• _Source text_:
===============

As far as sister and lunch are concerned. accept gracefully and she may pay the bill.
You won't admit it but that upcomming surgery for the ex is eating away at your feelings and his too. The future will take care of itself. Oh how I wish I was able to listen to my own advice. Hugs
I cannot tell you how weird this feels. That, I think, is dangerously close to an apology, isn't it? So, credit where it's due? And NOW what do I say to her..???
So that's the good bit this morning. The bad bit, left me seething with frustration, was mother's first words on waking, I quote verbatim: "Sorry, I should have been getting up myself."
I know, sad, right? Apologizing for being woken and helped to get up. Like she has no business to expect anyone to care for her.
And at the same time I feel "FOR F**K's SAKE, mother! I have helped you out of bed every morning for more than two years, this is nothing new! And snap out of it, will you? The world does not consider you a waste of space! It is seventy years since anyone last told you that!" It makes me want to shake her.

===============

• _Extracted data_:
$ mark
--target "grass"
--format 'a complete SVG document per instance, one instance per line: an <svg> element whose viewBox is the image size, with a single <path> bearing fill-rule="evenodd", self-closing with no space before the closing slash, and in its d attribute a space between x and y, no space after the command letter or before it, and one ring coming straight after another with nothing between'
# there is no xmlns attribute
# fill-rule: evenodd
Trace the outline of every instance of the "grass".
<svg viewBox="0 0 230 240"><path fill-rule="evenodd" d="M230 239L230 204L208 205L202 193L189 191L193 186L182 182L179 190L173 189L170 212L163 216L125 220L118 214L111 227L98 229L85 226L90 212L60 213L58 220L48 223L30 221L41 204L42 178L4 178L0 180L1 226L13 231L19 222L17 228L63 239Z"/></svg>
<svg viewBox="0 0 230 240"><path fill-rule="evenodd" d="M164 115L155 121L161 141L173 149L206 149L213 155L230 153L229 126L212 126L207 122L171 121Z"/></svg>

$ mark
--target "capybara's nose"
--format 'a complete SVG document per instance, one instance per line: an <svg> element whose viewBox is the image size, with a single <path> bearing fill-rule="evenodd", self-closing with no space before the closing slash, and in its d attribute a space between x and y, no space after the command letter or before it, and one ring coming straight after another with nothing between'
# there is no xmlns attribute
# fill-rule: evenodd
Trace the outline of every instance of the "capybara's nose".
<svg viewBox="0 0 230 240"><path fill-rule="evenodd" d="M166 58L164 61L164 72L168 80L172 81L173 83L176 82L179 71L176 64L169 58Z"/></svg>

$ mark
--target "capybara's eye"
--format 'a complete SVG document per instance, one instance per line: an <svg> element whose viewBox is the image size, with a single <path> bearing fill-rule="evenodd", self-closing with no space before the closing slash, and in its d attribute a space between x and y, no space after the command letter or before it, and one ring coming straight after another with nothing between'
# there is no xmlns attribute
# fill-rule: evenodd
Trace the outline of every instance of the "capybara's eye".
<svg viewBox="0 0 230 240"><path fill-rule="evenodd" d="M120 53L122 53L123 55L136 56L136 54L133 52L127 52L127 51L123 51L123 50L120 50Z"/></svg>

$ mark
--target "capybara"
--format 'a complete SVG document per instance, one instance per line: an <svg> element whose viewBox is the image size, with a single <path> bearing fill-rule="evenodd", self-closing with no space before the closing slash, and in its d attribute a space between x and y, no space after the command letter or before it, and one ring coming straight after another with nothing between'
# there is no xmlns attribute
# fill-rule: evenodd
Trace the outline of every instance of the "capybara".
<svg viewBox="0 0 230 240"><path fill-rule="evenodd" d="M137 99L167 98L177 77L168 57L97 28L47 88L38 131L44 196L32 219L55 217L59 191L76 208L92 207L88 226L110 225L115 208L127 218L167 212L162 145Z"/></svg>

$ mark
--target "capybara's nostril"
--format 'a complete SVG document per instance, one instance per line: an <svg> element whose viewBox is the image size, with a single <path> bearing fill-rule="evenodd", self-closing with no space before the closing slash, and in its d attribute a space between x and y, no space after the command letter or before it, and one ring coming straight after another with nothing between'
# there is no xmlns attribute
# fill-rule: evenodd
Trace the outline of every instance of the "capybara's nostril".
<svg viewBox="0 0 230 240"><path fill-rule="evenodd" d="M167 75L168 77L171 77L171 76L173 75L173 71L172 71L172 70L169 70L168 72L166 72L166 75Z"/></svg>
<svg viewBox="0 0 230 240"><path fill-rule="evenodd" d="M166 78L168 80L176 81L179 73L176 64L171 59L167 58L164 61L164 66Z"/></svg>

===============

• _Requirement 1_: Print the part of the caregiving post between "As far as sister" and "say to her..???", inclusive.
• _Requirement 2_: In the caregiving post, condense the paragraph beginning "And at the same time I feel" into a bulleted list that keeps its main points.
• _Requirement 3_: Pick up the caregiving post after its final sentence and keep writing it.
The entries were drawn from a separate source and have nothing to do with the caregiving post.

• _Exercise answer 1_:
As far as sister and lunch are concerned. accept gracefully and she may pay the bill.
You won't admit it but that upcomming surgery for the ex is eating away at your feelings and his too. The future will take care of itself. Oh how I wish I was able to listen to my own advice. Hugs
I cannot tell you how weird this feels. That, I think, is dangerously close to an apology, isn't it? So, credit where it's due? And NOW what do I say to her..???

• _Exercise answer 2_:
The writer feels like telling the mother:
- they have helped her out of bed every morning for more than two years, so this is nothing new
- she should snap out of it
- the world does not consider her a waste of space
- it has been seventy years since anyone last told her that

All of this makes the writer want to shake her.

• _Exercise answer 3_:
It also makes me think that a crash course in NLP would do her a power of good. But since I couldn't get her into even rudimentary therapy, not for want of trying, and her vocabulary is teetering on the edge as it is, there's not much hope of that. Oops buzzer - back in a bit.
My sis who is the primary on our mother's DPOA has always been in need financially. She got pregnant at 17, married her sweetheart...2 kids and 6 years later she divorced him because he was involved in drugs, controlling and abusive. She immediately tied up with a neighbor 2 doors down who was 13 years older than she. My now husband and I saw a side to this man that was very concerning at a Halloween party my sister hostessed. This man woed her with lavish trips, expensive gifts, etc. So she married him 4 months after I got married. He turned out to be the most abusive person, physical abuse and emotional. Again...6 years later my sis was in need of financial help and my parents rushed in to rescue her...again. Immediately upon her husband leaving and filing for divorce...she tied up with another man from a work situation...he again, was another 11 years older. My sis was drinking heavily at this time and so was he. My parents filled her freezer with meat, paid for other things...now my sis never asked for any of this.but our mother was always fighting to win my sister over to her side (much dysfunction due to personality disorder) as sis and mom clashed ...too much alike.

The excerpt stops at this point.